**Requirement 1**
From the thread on CPU performance counters, retype the stretch from "If in the future" through "with the article).".
**Requirement 2**
Using the thread on CPU performance counters, answer these:
(a) What IPC does the production instance mentioned in the thread run at?
(b) Which instruction is described as amazingly slow?
(c) What does the article lack, according to the final comment?

If in the future (TM) using CPU performance counters for every process becomes really "free" (as in "gratis" or "cheap"), the OS could report bad performing processes because the reasons exposed in the article (low IPC indicating poor memory access patterns, unoptimized code, code using too small buffers for I/O -causing system performance degradation because excessive kernel processing time because-, etc.), showing the user that despite having high CPU usage, the CPU is not getting enough work done (in that sense I could agree with the article).
Your point that we can't utilize those cycles, so therefore they are utilized... Well, I have a production instance running with an IPC of 0.11 (yes, seriously), and system-wide %CPU of 60, and idle hyperthreads. If I added a high IPC workload to those idle hyperthreads, do you think I could recover those stalled cycles? Probably. So were those cycles utilized or not? :-)
As for using CPU counters for free: sure, they basically are. Just instructions to read & configure (WRMSR, RDMSR, RDPMC), and the OS can do it on kernel context switch, so that they can be associated per-process. It'd cost very very little: adding a few instructions to each context switch, and some members to task_struct. I'd be a bit annoyed if the kernel started doing this everywhere as it'd tie up some PMCs (physical resource), so I'd rather that behavior be configurable.
RDPMC is fast. WRMSR is amazingly slow.
Put another way, when you're using WRMSR, your IPC (CPU usage?) might be around .002.
Great and timely article, by the way, though it disappointingly lacks a video of you yelling at CPUs.

**Dataset**
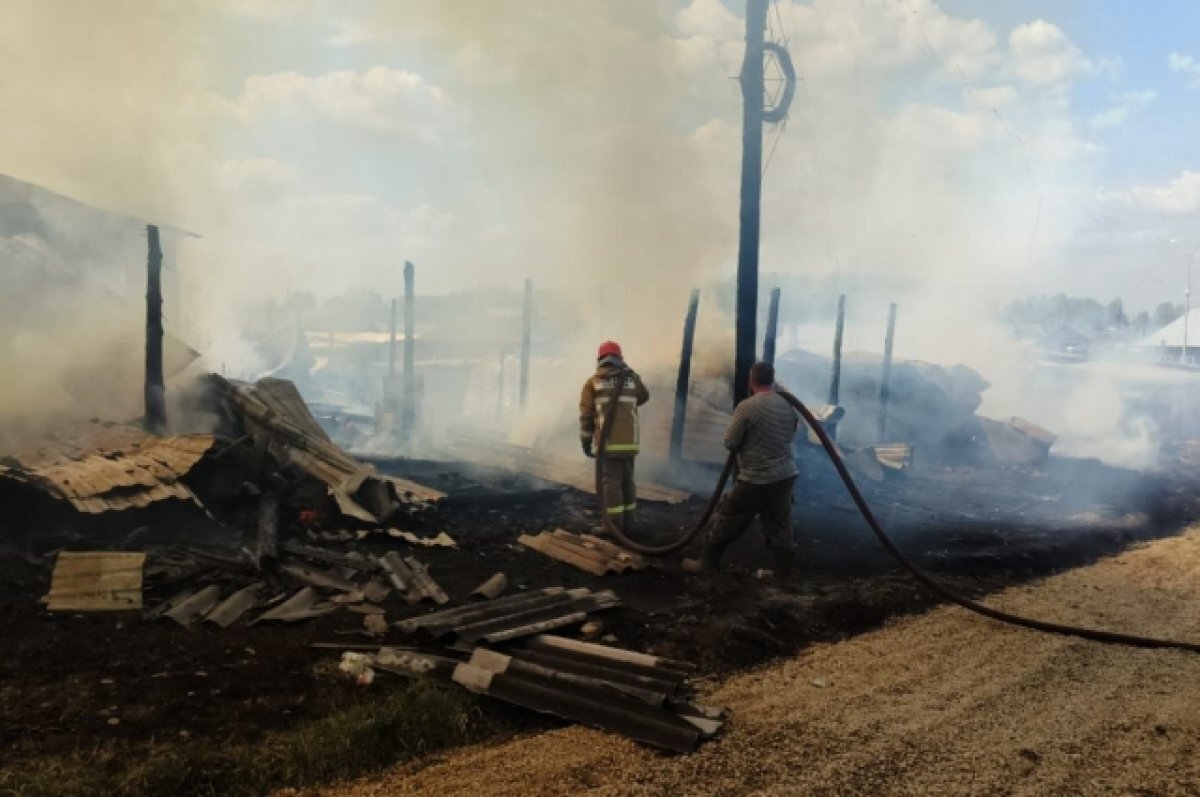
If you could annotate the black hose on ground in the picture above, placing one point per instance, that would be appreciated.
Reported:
(929, 582)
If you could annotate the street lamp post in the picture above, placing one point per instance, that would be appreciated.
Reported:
(1187, 304)
(1187, 301)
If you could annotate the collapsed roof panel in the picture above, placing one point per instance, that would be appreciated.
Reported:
(275, 415)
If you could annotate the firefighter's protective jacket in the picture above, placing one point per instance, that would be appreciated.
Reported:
(600, 389)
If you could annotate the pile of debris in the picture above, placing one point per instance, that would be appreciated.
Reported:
(642, 696)
(319, 541)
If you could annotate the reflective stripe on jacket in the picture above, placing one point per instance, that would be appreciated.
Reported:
(600, 389)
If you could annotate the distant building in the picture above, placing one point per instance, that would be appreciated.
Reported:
(1067, 343)
(1165, 345)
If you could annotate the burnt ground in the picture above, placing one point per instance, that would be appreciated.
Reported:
(83, 682)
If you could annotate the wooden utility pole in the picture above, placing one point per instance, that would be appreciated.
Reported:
(886, 378)
(768, 341)
(526, 335)
(835, 377)
(408, 409)
(684, 381)
(751, 196)
(155, 391)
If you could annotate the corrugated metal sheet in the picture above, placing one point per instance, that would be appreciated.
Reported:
(303, 605)
(583, 551)
(227, 612)
(515, 616)
(412, 579)
(96, 581)
(138, 474)
(195, 606)
(276, 417)
(492, 588)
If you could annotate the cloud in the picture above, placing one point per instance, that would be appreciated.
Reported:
(1180, 196)
(352, 33)
(835, 37)
(1042, 55)
(1186, 65)
(1123, 105)
(379, 99)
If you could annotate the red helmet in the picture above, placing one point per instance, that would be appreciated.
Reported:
(609, 348)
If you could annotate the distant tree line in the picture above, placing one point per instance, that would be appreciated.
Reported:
(1041, 315)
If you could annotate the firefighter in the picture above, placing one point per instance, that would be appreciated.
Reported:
(761, 433)
(600, 389)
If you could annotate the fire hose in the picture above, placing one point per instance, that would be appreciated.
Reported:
(929, 582)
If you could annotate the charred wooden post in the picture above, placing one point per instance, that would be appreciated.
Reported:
(155, 391)
(684, 381)
(768, 341)
(886, 378)
(835, 376)
(751, 197)
(408, 407)
(391, 351)
(526, 335)
(267, 547)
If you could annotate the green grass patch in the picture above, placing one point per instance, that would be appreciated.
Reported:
(393, 721)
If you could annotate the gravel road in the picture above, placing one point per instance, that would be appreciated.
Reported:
(942, 703)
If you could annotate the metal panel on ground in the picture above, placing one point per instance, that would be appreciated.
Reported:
(137, 474)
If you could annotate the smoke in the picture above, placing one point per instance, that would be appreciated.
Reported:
(929, 160)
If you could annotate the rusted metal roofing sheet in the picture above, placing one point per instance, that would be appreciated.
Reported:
(303, 605)
(412, 577)
(227, 612)
(492, 588)
(515, 616)
(96, 581)
(585, 551)
(195, 606)
(138, 474)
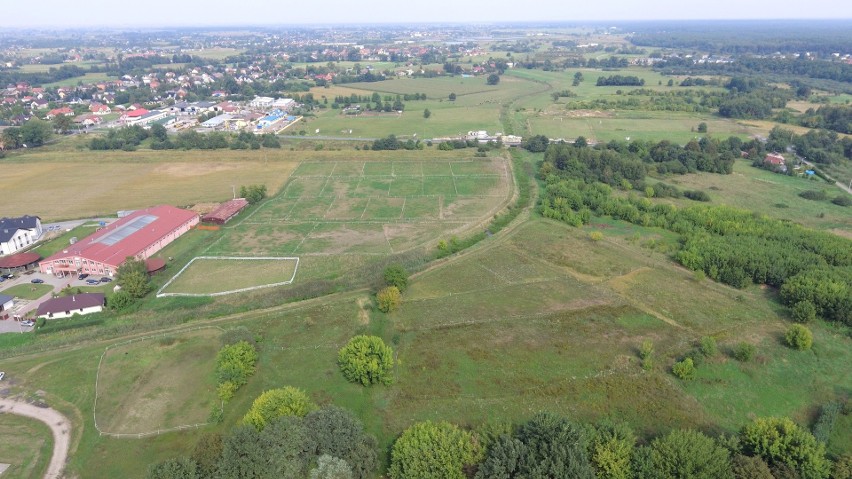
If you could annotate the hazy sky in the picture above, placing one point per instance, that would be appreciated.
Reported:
(19, 13)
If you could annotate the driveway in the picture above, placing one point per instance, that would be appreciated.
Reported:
(58, 424)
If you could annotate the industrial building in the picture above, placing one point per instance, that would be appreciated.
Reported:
(138, 235)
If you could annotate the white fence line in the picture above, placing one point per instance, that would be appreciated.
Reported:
(140, 435)
(161, 294)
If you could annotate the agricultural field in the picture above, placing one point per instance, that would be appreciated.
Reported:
(363, 207)
(129, 180)
(28, 291)
(160, 382)
(27, 447)
(211, 275)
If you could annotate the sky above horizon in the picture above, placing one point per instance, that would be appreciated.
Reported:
(154, 13)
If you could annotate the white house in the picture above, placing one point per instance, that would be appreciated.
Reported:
(261, 102)
(67, 306)
(18, 233)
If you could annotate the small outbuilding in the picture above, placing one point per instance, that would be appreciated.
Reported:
(66, 306)
(224, 212)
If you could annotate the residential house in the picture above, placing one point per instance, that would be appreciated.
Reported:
(18, 233)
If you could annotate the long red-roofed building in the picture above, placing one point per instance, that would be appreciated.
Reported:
(138, 235)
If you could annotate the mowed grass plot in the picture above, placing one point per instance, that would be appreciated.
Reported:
(27, 447)
(364, 206)
(157, 383)
(207, 275)
(28, 290)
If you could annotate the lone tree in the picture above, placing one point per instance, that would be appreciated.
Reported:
(799, 337)
(275, 403)
(133, 277)
(366, 360)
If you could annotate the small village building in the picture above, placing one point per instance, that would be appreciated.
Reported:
(138, 235)
(67, 306)
(19, 262)
(6, 303)
(18, 233)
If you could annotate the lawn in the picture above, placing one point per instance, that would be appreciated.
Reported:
(57, 243)
(28, 291)
(160, 382)
(208, 275)
(27, 447)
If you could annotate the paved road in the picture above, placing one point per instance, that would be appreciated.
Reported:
(58, 424)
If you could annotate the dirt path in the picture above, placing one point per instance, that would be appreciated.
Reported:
(58, 424)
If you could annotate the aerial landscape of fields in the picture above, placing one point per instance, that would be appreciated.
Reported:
(572, 249)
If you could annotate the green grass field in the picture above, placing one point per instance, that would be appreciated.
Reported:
(28, 291)
(771, 194)
(211, 275)
(27, 447)
(158, 383)
(369, 207)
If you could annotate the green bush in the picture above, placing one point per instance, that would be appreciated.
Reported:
(366, 360)
(744, 352)
(430, 450)
(388, 299)
(275, 403)
(684, 369)
(395, 275)
(235, 364)
(799, 337)
(779, 441)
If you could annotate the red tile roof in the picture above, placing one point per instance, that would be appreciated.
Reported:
(128, 236)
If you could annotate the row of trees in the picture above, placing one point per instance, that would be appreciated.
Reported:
(549, 446)
(729, 245)
(129, 138)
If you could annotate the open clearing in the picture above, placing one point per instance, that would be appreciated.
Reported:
(209, 275)
(370, 207)
(27, 446)
(157, 383)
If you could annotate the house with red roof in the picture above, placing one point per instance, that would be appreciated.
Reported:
(138, 235)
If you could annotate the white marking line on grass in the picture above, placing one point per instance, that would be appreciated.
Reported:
(139, 435)
(161, 294)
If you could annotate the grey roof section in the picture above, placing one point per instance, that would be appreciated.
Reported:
(123, 232)
(70, 303)
(8, 226)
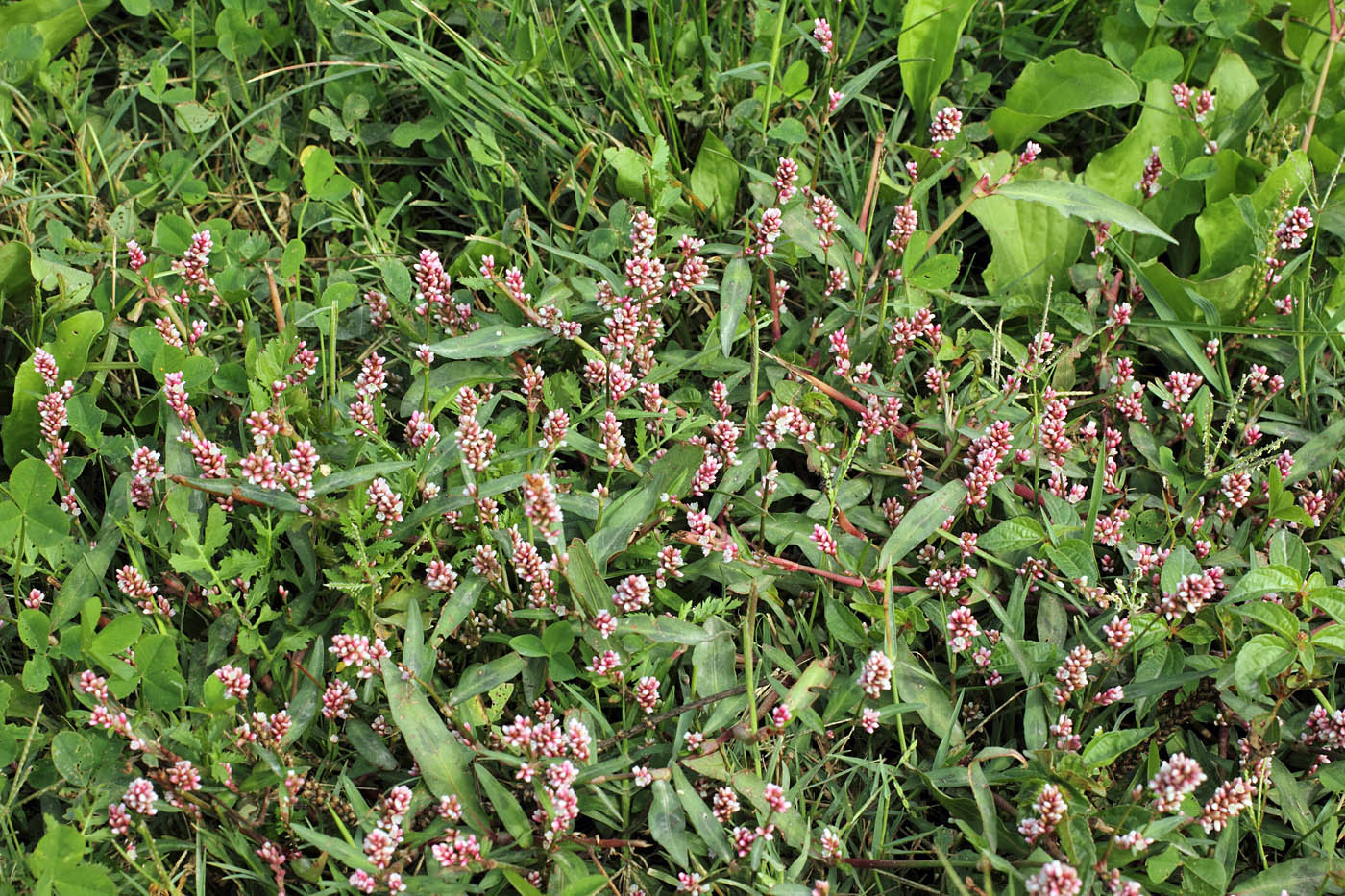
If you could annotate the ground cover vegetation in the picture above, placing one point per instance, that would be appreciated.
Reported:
(634, 448)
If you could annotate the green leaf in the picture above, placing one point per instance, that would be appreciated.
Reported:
(789, 131)
(625, 514)
(194, 117)
(912, 684)
(733, 298)
(477, 680)
(1261, 657)
(506, 808)
(1013, 534)
(715, 660)
(358, 475)
(160, 678)
(74, 336)
(1056, 86)
(934, 272)
(715, 178)
(668, 824)
(702, 821)
(921, 521)
(61, 845)
(491, 341)
(1106, 747)
(346, 853)
(527, 646)
(1320, 452)
(1263, 580)
(1031, 242)
(443, 759)
(928, 43)
(117, 635)
(34, 628)
(84, 879)
(1227, 237)
(666, 630)
(844, 624)
(520, 884)
(1294, 875)
(292, 258)
(1331, 600)
(1273, 617)
(1075, 559)
(587, 885)
(57, 20)
(1078, 201)
(558, 638)
(78, 755)
(369, 744)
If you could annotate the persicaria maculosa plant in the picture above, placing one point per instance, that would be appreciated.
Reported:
(753, 560)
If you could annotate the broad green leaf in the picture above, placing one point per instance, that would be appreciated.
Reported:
(733, 298)
(1075, 559)
(160, 678)
(1056, 86)
(1261, 657)
(1227, 240)
(1086, 204)
(520, 883)
(34, 628)
(338, 849)
(1294, 875)
(921, 521)
(928, 46)
(1331, 600)
(1263, 580)
(1032, 242)
(117, 635)
(491, 341)
(715, 178)
(78, 754)
(194, 117)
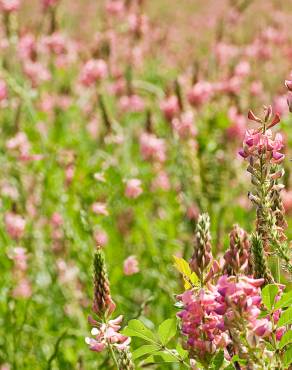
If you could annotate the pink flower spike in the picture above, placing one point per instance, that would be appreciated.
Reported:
(253, 117)
(275, 121)
(277, 157)
(242, 153)
(289, 101)
(288, 84)
(131, 266)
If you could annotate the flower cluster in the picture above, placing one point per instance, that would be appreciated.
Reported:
(105, 334)
(261, 142)
(212, 317)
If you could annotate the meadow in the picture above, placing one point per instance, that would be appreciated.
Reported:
(145, 184)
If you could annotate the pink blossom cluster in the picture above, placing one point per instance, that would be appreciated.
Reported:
(152, 148)
(210, 314)
(23, 286)
(9, 5)
(3, 90)
(106, 334)
(133, 188)
(261, 141)
(131, 266)
(93, 71)
(131, 103)
(15, 225)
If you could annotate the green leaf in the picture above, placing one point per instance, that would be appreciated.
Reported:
(190, 278)
(229, 367)
(263, 314)
(287, 357)
(286, 339)
(136, 328)
(269, 294)
(285, 318)
(145, 350)
(160, 357)
(167, 330)
(285, 301)
(236, 358)
(218, 360)
(182, 352)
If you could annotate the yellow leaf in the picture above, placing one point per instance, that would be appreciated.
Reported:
(190, 278)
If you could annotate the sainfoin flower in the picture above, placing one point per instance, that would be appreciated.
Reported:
(3, 90)
(100, 208)
(170, 107)
(15, 225)
(133, 188)
(9, 5)
(131, 103)
(200, 93)
(210, 315)
(93, 71)
(131, 265)
(107, 334)
(152, 148)
(261, 141)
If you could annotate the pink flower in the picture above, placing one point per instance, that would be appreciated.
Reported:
(152, 148)
(57, 220)
(19, 142)
(238, 124)
(161, 181)
(200, 93)
(3, 90)
(242, 69)
(131, 266)
(288, 84)
(280, 105)
(19, 257)
(184, 125)
(263, 328)
(36, 72)
(133, 188)
(100, 238)
(257, 141)
(256, 88)
(15, 225)
(23, 289)
(93, 71)
(49, 3)
(289, 101)
(27, 47)
(100, 208)
(193, 212)
(131, 103)
(170, 107)
(107, 333)
(9, 5)
(115, 7)
(287, 200)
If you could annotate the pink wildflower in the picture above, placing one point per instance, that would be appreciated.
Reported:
(170, 107)
(108, 333)
(131, 103)
(3, 90)
(100, 238)
(9, 5)
(93, 71)
(100, 208)
(152, 148)
(133, 188)
(15, 225)
(131, 265)
(200, 93)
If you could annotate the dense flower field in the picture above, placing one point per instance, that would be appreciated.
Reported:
(146, 184)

**Answer 1**
If in the future (TM) using CPU performance counters for every process becomes really "free" (as in "gratis" or "cheap"), the OS could report bad performing processes because the reasons exposed in the article (low IPC indicating poor memory access patterns, unoptimized code, code using too small buffers for I/O -causing system performance degradation because excessive kernel processing time because-, etc.), showing the user that despite having high CPU usage, the CPU is not getting enough work done (in that sense I could agree with the article).

**Answer 2**
(a) 0.11
(b) WRMSR
(c) A video of the author yelling at CPUs